* [GOAL OF THE EXERCISE]
As an exercise in exact copying, transcribe the lines below from the one holding "Box floral rash guard for me." through the last, with both ends included and pictures left out.

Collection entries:
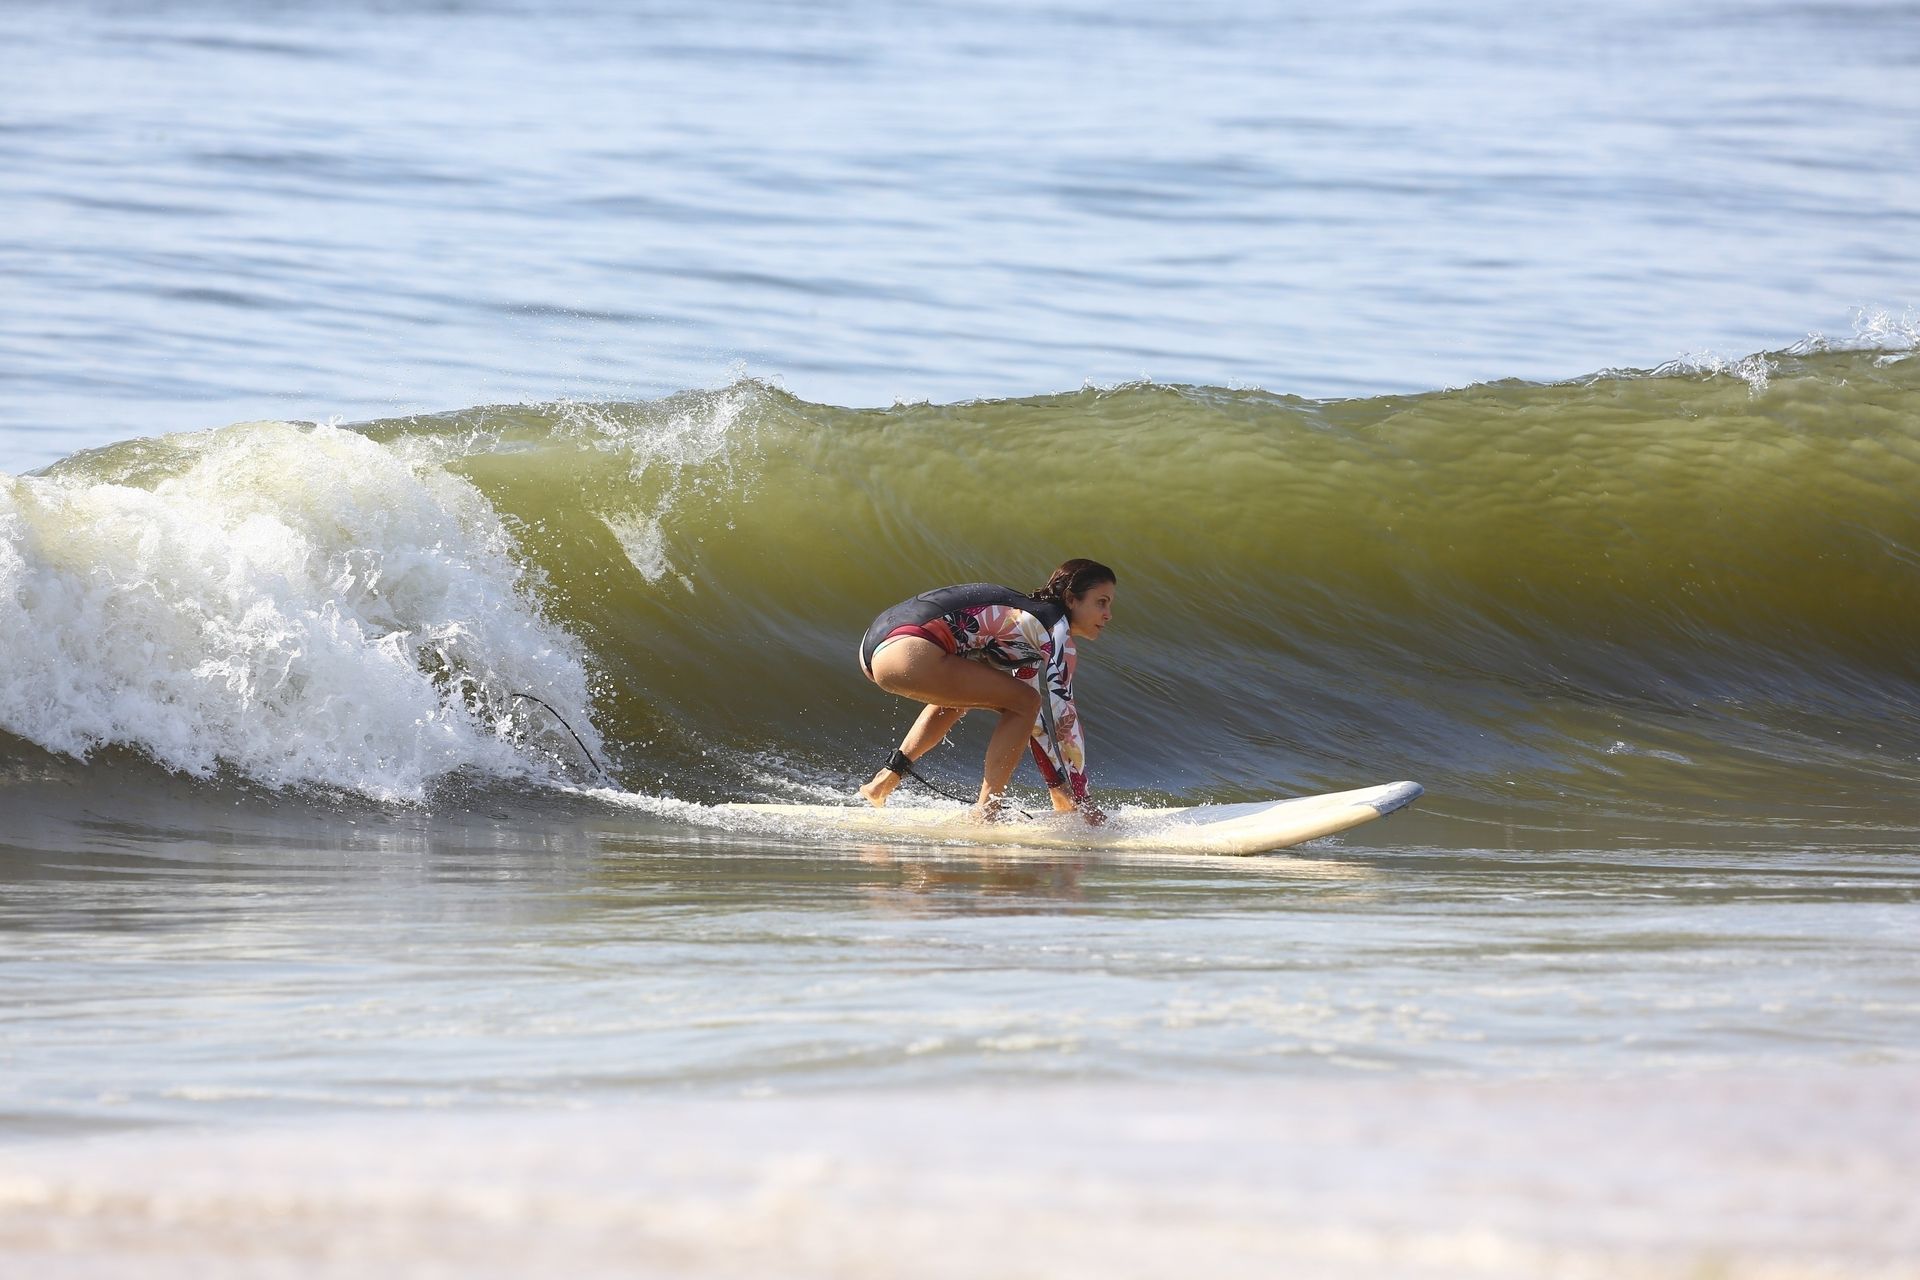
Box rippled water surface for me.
[4,0,1918,471]
[2,774,1915,1132]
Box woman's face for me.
[1065,580,1116,641]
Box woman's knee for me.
[997,681,1042,718]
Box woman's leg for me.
[858,702,964,806]
[903,702,967,757]
[859,638,1041,812]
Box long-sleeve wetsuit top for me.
[860,583,1087,801]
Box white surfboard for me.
[719,781,1423,856]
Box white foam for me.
[1651,349,1777,394]
[603,511,677,585]
[0,421,598,801]
[554,384,758,591]
[1828,305,1920,354]
[1650,309,1920,396]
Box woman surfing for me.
[856,559,1116,823]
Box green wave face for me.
[15,347,1920,814]
[406,349,1920,810]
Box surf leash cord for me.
[884,748,1034,821]
[511,692,615,787]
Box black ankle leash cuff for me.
[877,748,1033,819]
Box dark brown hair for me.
[1030,558,1116,607]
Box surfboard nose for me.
[1369,781,1424,817]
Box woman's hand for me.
[1051,787,1105,826]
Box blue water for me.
[4,8,1919,1271]
[4,0,1917,473]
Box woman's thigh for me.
[869,639,1037,713]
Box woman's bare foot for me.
[858,768,900,807]
[971,793,1008,823]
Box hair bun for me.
[1030,558,1116,605]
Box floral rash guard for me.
[859,583,1088,801]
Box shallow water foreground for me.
[3,770,1918,1276]
[5,1074,1916,1280]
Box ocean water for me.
[4,1,1920,1276]
[5,0,1919,473]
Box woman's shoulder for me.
[918,582,1033,612]
[896,583,1064,628]
[967,585,1067,629]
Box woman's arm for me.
[1016,613,1095,820]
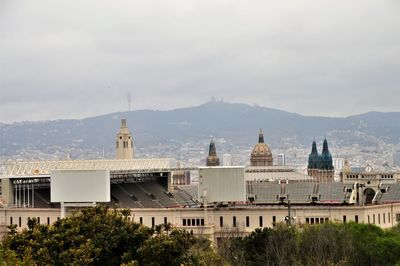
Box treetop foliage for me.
[2,207,400,266]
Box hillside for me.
[1,101,400,159]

* [PROBLEM SOLUTION]
Box floral rash guard for me.
[859,583,1088,801]
Box shallow water foreground for me.
[3,770,1918,1276]
[5,1074,1916,1280]
Box ocean water for me.
[4,1,1920,1276]
[5,0,1919,473]
Box woman's shoulder for me.
[918,582,1033,612]
[896,583,1064,628]
[967,585,1067,629]
Box woman's arm for me.
[1016,613,1095,820]
Box treetop foliage for me.
[2,207,400,266]
Box hillside for me.
[1,101,400,159]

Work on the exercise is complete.